Texte à analyser →
+ + +

C’est vraiment le point de départ de toutes choses, et croyez-moi, il y a encore beaucoup d’efforts à faire. Absence de méthodes, d’outils et de mode de gestion de performance depuis la création de l’AGAC, selon les premiers résultats du diagnostic en cours, hormis le copier-coller.
Pour le reste, je profite néanmoins de votre tribune, pour rassurer les acteurs du transport aérien, qui souhaiteraient participer au développement du ciel guinéen, qu’ils trouveront en moi, une oreille attentive et bienveillante.
Vous avez entamé une série de visites professionnelles dans la sous-région ; quels pays avez-vous visité et quels enseignements en avez-vous tiré ?
J’ai, en effet, souhaité rencontrer mes homologues de la sous-région, afin, non seulement, de bénéficier de leur retour d’expériences, mais aussi, de poser les bases d’une coopération renforcée. A titre d’exemple, je cite le cas du Togo, qui me semble constituer un remarquable mélange de pragmatisme et d’ambition. En effet, sous la houlette de son Directeur Général, le Colonel LATTA D. Gnama, l’Agence Nationale de l’Aviation Civile Togolaise, a obtenu la meilleure notation, en termes de sécurité aérienne, mais, elle a aussi favorisé l’essor de l’aéroport de Lomé et de la compagnie régionale Asky Airlines.
Visiblement, il s’agit donc d’un exemple à suivre ?
Un exemple à méditer qui doit nécessairement inspirer notre réflexion, même si chaque pays est différent et doit suivre sa propre voie. N’oublions jamais que les aéroports et les compagnies aériennes doivent être, avant tout, des outils de développement, qui doivent accompagner les vecteurs de croissance, tels que l’industrie et le tourisme. Vu sous cet angle, il y a des efforts à faire, de parts et d’autres, sur le plan des infrastructures, permettant d’attirer les touristes et le monde des affaires.
Cependant, il est clairement démontré que sans infrastructures digne de ce nom, il est difficile d’attirer les voyageurs, et sans voyageurs, il est difficile de financer les infrastructures. C’est exactement pour briser ce cercle vicieux que je recommande avant toute chose, d’améliorer l’existant et de miser sur le capital humain. Je puis vous dire que toute mon équipe est déterminée et engagée à reproduire en Guinée les meilleurs modèles de réussite en matière de l’Aviation Civile.

+ + +

Lignes extraites →
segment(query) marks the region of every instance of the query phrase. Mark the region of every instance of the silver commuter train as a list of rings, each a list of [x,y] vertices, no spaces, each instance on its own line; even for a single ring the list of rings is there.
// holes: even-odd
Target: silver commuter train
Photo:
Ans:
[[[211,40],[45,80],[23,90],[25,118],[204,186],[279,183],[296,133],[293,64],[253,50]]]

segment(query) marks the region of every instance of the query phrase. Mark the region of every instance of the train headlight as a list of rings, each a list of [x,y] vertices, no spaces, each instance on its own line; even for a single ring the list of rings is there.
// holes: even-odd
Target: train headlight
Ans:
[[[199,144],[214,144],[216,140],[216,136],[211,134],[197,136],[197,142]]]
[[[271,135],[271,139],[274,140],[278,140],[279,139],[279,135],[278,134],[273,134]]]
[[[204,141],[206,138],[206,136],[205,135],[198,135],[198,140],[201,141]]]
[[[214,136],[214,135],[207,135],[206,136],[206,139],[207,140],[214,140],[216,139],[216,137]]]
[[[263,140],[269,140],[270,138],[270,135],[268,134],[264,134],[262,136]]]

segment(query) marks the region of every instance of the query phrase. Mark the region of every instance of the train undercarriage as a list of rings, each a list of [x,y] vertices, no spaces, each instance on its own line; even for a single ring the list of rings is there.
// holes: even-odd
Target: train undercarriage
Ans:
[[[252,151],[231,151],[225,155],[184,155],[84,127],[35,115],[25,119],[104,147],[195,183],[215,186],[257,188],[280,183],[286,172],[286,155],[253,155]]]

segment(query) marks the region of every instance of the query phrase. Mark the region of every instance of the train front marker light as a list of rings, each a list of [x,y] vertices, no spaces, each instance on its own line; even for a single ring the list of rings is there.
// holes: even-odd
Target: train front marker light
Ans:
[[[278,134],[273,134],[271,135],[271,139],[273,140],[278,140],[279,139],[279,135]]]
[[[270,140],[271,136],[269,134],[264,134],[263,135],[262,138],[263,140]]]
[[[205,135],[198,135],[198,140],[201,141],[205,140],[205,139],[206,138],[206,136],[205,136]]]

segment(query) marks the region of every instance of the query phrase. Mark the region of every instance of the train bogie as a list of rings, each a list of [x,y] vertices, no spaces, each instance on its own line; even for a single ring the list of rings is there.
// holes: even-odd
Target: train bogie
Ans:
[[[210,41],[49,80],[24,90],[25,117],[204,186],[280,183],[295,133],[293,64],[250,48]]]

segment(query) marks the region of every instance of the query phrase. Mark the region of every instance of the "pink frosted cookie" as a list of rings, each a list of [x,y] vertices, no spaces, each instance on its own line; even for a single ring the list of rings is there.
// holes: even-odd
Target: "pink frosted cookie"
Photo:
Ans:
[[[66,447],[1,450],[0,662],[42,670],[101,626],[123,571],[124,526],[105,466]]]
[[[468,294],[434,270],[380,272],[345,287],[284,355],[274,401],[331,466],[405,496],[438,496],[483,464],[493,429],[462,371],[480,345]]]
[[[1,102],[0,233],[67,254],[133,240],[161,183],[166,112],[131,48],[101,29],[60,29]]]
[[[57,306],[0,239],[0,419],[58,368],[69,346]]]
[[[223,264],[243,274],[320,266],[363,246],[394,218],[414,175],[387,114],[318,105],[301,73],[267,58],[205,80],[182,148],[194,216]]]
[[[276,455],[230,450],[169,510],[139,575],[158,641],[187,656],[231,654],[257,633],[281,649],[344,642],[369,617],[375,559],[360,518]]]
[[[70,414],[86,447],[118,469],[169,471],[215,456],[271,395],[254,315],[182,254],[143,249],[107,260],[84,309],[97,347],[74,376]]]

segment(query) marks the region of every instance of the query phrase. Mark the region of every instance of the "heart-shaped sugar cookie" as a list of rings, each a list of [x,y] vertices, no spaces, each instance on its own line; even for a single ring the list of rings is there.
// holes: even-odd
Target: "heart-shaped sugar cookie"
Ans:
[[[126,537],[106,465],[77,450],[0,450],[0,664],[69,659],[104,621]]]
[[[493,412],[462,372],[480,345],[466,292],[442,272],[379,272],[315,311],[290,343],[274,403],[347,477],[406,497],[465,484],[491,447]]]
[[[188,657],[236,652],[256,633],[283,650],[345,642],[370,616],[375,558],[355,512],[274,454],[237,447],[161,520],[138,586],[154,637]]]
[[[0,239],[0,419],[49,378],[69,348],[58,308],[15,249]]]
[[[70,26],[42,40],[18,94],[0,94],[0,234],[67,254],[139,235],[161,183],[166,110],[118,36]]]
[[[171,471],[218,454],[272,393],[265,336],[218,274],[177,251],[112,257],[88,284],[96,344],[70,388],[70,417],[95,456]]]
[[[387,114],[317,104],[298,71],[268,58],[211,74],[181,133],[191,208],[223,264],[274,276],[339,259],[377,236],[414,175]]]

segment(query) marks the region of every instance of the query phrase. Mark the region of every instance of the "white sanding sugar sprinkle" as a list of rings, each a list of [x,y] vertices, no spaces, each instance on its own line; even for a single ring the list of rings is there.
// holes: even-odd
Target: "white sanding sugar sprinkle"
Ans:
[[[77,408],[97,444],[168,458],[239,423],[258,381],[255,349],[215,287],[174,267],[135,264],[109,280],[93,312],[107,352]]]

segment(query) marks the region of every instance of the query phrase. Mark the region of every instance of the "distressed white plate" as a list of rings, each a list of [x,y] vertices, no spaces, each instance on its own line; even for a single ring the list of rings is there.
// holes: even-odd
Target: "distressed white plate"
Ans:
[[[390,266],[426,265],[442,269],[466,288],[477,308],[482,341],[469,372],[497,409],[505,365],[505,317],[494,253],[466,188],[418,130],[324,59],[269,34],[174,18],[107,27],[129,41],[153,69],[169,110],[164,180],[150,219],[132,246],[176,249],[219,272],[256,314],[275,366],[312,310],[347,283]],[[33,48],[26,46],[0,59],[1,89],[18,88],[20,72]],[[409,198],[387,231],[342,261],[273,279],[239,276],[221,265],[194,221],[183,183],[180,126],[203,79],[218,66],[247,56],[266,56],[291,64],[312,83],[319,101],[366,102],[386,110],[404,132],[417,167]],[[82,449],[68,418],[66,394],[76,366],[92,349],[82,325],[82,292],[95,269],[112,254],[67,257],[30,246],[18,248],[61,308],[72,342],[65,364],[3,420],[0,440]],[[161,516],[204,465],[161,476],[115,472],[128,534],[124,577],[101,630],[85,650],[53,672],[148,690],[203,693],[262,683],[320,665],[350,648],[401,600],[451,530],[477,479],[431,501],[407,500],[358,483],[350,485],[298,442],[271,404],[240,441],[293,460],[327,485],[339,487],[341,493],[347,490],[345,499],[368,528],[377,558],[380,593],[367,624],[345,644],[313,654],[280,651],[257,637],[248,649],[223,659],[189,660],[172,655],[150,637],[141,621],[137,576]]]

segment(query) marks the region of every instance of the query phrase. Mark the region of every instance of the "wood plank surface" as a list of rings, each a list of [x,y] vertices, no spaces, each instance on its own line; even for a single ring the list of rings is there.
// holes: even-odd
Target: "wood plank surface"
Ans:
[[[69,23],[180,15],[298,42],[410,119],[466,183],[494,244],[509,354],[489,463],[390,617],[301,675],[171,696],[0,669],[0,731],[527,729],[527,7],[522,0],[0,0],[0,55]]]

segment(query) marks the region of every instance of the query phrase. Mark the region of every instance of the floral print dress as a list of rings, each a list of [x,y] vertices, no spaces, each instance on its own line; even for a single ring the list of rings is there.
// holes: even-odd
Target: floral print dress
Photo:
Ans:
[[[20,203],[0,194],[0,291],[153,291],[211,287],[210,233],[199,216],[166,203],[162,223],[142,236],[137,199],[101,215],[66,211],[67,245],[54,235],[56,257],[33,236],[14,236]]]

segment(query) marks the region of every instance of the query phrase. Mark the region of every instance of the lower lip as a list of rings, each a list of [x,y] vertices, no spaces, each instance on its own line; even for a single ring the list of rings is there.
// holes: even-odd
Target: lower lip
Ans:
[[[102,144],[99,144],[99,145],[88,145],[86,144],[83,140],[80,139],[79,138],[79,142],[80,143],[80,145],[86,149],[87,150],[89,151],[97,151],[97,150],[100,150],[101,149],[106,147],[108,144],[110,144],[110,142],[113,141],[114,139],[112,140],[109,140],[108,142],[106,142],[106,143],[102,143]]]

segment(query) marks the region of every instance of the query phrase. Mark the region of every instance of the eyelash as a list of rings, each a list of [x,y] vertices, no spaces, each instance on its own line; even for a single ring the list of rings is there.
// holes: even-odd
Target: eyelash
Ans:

+ + +

Travail à faire →
a – Recopiez tel quel le passage du texte sur l'aviation civile qui commence par « Visiblement, il s’agit » et va jusqu'à « monde des affaires. ».
b – Reprenez le texte sur l'aviation civile là où il s'arrête et poursuivez-le.
Les lignes n'ont aucun lien avec le texte sur l'aviation civile.

Réponses successives →
a –
Visiblement, il s’agit donc d’un exemple à suivre ?
Un exemple à méditer qui doit nécessairement inspirer notre réflexion, même si chaque pays est différent et doit suivre sa propre voie. N’oublions jamais que les aéroports et les compagnies aériennes doivent être, avant tout, des outils de développement, qui doivent accompagner les vecteurs de croissance, tels que l’industrie et le tourisme. Vu sous cet angle, il y a des efforts à faire, de parts et d’autres, sur le plan des infrastructures, permettant d’attirer les touristes et le monde des affaires.

b –
Par ailleurs, il est important de rappeler que la perspective de la CAN en 2025 est une occasion parfaite pour mettre en pratique cette philosophie de réussite en dynamisant notre trafic aérien. L’échéance 2025 nous donne l’opportunité de lancer de grands projet d’infrastructures aéroportuaires et de relancer les aérodromes régionaux existants. Il est loisible d’améliorer les services, la ponctualité et mettre en place toutes les actions capables de valoriser l’expérience des visiteurs, et ainsi de contribuer au rayonnement de la Guinée. Le supporter sénégalais ou ivoirien qui souhaite soutenir son équipe, est peut-être aussi, un touriste ou un homme d’affaire. A nous de le convaincre de revenir dans notre pays.
Vous avez l’expérience et la barbe blanche…mais on sent chez vous un enthousiasme intact.
(Rires) Vous avez doublement raison ! Comment ne pas être enthousiaste devant le défi qui m’attend. Vous avez également raison de mentionner les années d’apprentissage et de consolidation des métiers de finances, de régulation et de gestion. La barbe blanche est un signe du temps qui passe et qu’il faut gérer efficacement. C’est donc l’occasion pour moi de lancer un appel aux jeunes qui souhaitent s’investir dans le secteur aéronautique en Guinée afin qu’ils se spécialisent dans ce domaine. La Guinée en a grandement besoin pour s’éviter une rupture générationnelle encore marquée par l’histoire de AIR GUINEE. La porte est donc ouverte aux jeunes talents, motivés, disciplinés et soucieux de contribuer au développement de notre pays.